#### [WHAT IS EXPECTED]
Write out each line of the material again, word for word.

#### [ENTRIES PROVIDED]
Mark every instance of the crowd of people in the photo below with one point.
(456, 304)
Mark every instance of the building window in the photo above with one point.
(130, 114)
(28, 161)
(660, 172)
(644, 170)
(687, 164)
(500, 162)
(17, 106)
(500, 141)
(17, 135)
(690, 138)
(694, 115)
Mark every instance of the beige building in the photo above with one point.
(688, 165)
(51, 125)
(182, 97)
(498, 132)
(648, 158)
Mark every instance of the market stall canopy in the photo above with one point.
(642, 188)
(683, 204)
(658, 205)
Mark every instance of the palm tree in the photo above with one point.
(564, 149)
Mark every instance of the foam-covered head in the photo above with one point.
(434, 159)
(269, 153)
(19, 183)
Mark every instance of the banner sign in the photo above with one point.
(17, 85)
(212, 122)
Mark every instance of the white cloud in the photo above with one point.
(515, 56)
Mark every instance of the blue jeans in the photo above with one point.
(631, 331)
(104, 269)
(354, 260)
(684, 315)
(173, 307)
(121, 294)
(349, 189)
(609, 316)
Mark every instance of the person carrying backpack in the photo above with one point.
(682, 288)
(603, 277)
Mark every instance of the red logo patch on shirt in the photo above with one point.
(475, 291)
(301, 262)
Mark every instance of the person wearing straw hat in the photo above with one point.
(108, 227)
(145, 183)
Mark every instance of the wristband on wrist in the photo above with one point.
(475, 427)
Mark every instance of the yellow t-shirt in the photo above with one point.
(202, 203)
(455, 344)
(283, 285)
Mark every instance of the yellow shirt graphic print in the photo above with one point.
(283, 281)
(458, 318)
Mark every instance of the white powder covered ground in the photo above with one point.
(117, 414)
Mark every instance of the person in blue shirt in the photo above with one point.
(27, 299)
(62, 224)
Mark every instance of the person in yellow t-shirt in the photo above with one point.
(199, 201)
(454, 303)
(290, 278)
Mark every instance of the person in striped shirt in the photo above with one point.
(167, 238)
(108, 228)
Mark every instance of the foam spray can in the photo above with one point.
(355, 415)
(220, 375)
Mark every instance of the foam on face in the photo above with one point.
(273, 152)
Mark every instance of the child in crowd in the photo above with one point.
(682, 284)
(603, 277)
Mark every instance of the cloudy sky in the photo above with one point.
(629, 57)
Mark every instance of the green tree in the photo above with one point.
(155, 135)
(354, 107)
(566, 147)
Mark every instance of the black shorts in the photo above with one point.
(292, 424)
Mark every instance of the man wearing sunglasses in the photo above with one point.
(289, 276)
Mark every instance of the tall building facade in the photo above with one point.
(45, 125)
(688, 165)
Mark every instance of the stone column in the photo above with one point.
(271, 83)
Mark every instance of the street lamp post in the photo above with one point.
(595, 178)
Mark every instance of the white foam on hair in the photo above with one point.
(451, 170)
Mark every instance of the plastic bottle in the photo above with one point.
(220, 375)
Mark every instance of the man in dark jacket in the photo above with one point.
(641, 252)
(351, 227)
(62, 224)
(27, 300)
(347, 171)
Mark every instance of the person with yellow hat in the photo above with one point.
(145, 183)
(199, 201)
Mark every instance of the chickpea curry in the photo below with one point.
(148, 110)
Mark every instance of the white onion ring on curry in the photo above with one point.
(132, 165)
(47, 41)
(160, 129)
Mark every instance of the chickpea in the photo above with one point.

#### [SOLUTION]
Mark every instance of the crowd of people in the photo below with one point.
(456, 304)
Mark every instance of the building window in the photo above with one point.
(130, 114)
(28, 161)
(660, 172)
(644, 170)
(687, 164)
(500, 162)
(17, 106)
(500, 141)
(17, 135)
(690, 138)
(694, 115)
Mark every instance of the beige building in the photo above with one point.
(688, 165)
(51, 125)
(182, 97)
(498, 132)
(648, 158)
Mark every instance of the market stall canopy in the photo above with one point.
(642, 188)
(683, 204)
(658, 205)
Mark every instance of the palm tree in the photo above with one point.
(564, 149)
Mark every instance of the foam-covered head in the photo above with one point.
(434, 159)
(269, 153)
(19, 183)
Mark every instance of the banner sign in the photo above with one point.
(17, 85)
(212, 122)
Mark every instance of the white cloud in the photo above with one point.
(515, 56)
Mark every instance of the blue jeans in the photo above with one point.
(631, 331)
(104, 269)
(354, 260)
(684, 315)
(173, 307)
(121, 294)
(349, 189)
(609, 316)
Mark every instance of the person carrying backpack in the photo above with one point.
(682, 288)
(603, 277)
Mark every instance of the red logo patch on shirt in the photo above with one point.
(475, 291)
(301, 262)
Mark every instance of the person wearing straw hat in the photo above with one point.
(108, 227)
(145, 183)
Mark every instance of the wristband on wrist in the photo above with one point.
(475, 427)
Mark every instance of the yellow t-shirt in the photo above with one point.
(202, 203)
(455, 344)
(283, 285)
Mark every instance of the yellow shirt graphic print in the photo above with one point.
(283, 281)
(458, 318)
Mark every instance of the white powder covered ground in the photo above with one point.
(117, 414)
Mark every instance of the person in blue shirt in the photo above with one point.
(27, 299)
(62, 224)
Mark every instance of the person in yellow t-shirt in the photo above with one point.
(199, 201)
(454, 303)
(290, 278)
Mark every instance of the person in striped shirt in the photo above with one point.
(167, 238)
(108, 228)
Mark every instance of the foam spray can in the photo above with one point.
(355, 415)
(220, 375)
Mark every instance of the foam on face in the photo above with one point.
(273, 152)
Mark every instance of the child in crowd in the photo above with one point.
(682, 284)
(603, 277)
Mark every instance of the cloudy sky in the photo above with one point.
(629, 57)
Mark every instance of the green tree in the photo above with one point.
(155, 135)
(354, 107)
(566, 147)
Mark every instance of the black shorts in the photo above with one point.
(292, 424)
Mark every instance of the man wearing sunglasses in the photo above with one point.
(289, 276)
Mark every instance of the tall building facade in the photo above with one point.
(45, 125)
(688, 165)
Mark every instance of the stone column in the photo above with one point.
(271, 83)
Mark every instance of the street lamp post in the photo above with one point.
(595, 178)
Mark every instance of the white foam on hair in the photo above with one point.
(451, 170)
Mark every instance of the plastic bottle in the photo above with one point.
(220, 375)
Mark every instance of the man in dark jacket in the photo above with one point.
(641, 252)
(351, 227)
(62, 224)
(27, 300)
(347, 171)
Mark every instance of the person with yellow hat in the photo above with one point.
(145, 183)
(199, 201)
Mark every instance of the chickpea curry in the photo below with one point.
(148, 110)
Mark every instance of the white onion ring on curry in the photo above with one point.
(132, 165)
(47, 41)
(160, 129)
Mark every instance of the chickpea in the photo above with one point.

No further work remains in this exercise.